WHAT IS NEEDED:
Rewrite the entries from the start through the line containing "(1344, 795)", replacing "player's thigh" with "player's upper leg" and leaving everything else unchanged.
———
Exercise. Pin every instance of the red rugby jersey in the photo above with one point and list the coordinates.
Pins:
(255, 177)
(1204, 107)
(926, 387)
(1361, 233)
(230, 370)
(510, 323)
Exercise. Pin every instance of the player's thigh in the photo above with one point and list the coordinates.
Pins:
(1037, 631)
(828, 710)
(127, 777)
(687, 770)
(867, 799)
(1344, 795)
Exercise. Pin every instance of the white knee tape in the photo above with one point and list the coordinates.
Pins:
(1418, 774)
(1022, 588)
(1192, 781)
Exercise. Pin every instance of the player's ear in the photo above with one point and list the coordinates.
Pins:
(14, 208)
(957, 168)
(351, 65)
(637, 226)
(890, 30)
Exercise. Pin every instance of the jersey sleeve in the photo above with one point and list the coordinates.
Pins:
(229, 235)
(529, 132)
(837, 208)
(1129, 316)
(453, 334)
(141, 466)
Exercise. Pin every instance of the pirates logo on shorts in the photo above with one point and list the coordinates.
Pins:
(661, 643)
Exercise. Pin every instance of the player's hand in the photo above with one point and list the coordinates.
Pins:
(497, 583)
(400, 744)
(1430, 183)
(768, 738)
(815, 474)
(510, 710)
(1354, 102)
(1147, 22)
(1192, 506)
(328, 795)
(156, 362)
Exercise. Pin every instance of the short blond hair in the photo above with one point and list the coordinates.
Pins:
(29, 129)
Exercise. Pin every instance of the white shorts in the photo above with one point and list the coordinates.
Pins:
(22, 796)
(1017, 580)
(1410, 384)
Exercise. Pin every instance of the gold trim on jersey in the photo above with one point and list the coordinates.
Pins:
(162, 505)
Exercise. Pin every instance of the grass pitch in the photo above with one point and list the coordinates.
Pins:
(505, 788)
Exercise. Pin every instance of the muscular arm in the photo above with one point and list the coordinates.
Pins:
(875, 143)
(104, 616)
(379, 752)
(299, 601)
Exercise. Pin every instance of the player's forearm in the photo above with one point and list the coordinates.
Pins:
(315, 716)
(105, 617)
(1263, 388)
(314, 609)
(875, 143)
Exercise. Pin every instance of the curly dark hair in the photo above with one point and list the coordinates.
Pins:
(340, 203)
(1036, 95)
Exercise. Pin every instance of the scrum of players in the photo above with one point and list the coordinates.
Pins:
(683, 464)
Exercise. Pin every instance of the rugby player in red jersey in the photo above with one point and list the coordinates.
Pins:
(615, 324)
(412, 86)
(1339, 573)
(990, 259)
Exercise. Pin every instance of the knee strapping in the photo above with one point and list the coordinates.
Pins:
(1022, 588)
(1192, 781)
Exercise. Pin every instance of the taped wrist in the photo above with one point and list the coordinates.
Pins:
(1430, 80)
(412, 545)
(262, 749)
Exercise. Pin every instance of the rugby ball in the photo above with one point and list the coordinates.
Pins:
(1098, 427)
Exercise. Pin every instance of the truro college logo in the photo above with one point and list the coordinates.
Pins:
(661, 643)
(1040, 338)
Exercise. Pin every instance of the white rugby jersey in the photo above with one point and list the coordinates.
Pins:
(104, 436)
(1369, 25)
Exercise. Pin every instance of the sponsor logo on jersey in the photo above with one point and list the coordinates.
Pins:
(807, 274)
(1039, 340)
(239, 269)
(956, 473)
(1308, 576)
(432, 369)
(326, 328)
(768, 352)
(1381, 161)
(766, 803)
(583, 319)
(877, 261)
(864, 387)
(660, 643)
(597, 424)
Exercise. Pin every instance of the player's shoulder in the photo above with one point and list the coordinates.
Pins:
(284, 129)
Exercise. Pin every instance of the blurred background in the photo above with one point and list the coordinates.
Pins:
———
RESULT BELOW:
Exercise. Pin every instance of the red rugby jersey in the photo above with one point and list the coordinates.
Pins:
(255, 177)
(1204, 107)
(926, 387)
(1361, 233)
(230, 370)
(510, 323)
Exercise. Pin every instance of the player's upper leg in the photo above with one point and list the coordinates.
Pins:
(1037, 631)
(828, 710)
(127, 777)
(687, 770)
(867, 799)
(1344, 795)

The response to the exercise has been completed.